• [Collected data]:

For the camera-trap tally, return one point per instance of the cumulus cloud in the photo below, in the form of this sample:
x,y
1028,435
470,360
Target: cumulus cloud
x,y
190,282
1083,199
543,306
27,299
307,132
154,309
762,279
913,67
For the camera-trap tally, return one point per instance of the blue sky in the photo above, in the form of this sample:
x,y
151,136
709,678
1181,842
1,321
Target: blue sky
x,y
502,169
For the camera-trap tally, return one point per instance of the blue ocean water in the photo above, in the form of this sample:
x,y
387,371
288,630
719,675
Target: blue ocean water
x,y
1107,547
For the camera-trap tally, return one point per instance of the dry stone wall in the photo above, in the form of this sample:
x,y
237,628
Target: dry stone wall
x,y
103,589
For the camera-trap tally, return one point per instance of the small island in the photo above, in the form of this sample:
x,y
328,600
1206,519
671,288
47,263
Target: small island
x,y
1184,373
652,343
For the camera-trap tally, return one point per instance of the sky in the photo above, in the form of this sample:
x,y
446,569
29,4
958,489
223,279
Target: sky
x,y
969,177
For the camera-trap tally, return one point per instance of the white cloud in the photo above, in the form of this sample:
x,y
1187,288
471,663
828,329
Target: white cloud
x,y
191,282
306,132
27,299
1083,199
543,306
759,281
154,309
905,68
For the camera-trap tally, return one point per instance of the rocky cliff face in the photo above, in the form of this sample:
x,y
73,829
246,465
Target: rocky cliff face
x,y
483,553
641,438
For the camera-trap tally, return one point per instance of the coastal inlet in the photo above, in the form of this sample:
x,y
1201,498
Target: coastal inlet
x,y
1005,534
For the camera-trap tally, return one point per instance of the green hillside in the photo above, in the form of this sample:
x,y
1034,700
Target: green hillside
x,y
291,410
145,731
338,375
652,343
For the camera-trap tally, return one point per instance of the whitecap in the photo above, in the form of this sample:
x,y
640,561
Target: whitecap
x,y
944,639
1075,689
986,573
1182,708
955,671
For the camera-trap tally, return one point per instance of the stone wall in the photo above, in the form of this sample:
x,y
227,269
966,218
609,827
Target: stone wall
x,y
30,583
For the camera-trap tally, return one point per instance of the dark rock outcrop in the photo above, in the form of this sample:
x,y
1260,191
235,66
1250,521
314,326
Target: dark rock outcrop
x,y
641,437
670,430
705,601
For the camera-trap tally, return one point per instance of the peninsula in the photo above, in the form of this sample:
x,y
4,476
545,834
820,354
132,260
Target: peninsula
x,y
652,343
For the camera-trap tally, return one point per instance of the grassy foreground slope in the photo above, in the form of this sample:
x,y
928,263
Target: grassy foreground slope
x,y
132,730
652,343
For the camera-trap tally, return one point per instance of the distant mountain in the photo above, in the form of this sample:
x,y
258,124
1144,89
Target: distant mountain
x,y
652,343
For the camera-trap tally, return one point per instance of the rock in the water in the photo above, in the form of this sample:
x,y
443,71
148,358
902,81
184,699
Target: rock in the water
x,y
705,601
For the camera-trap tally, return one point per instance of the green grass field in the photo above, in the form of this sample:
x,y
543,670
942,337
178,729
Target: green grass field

• [Exercise description]: Can you reproduce the records from the line containing "of the stone" through the end of the records, swapping "camera-trap tally" for "wildlife count" and leaving everything else unchanged?

• [Correct result]:
For the wildlife count, return one point per instance of the stone wall in the photo above, in the form of this sample:
x,y
227,269
966,218
609,827
Target: stone wall
x,y
30,583
For the wildlife count, return one point per instance of the dark rock outcrop in the photo above, in the form of this sample:
x,y
1260,191
235,66
1250,521
314,326
Target: dark rock outcrop
x,y
641,437
670,430
705,601
For the wildlife count, return one point per instance of the peninsula in the photo above, in the form of this sample:
x,y
4,476
545,834
820,354
132,260
Target: peninsula
x,y
652,343
For the wildlife count, return one point per instance of the grassy foreground slope in the photo above, in the form of this sample:
x,y
928,263
Target: grassy foreground slope
x,y
132,730
652,343
For the wildlife count, return one point per instance of the distant mountain in the photo above, in the form of this sample:
x,y
258,124
1144,89
Target: distant mountain
x,y
652,343
For the wildlife count, return one point per instance of the rock in the water in the photo above, in the form of this sample:
x,y
443,71
148,358
902,81
184,699
Target: rock in the water
x,y
705,601
For the wildlife count, return one point per instance of the green grass field in the photo above, in the form of this sample:
x,y
543,670
942,337
178,729
Target: green grass field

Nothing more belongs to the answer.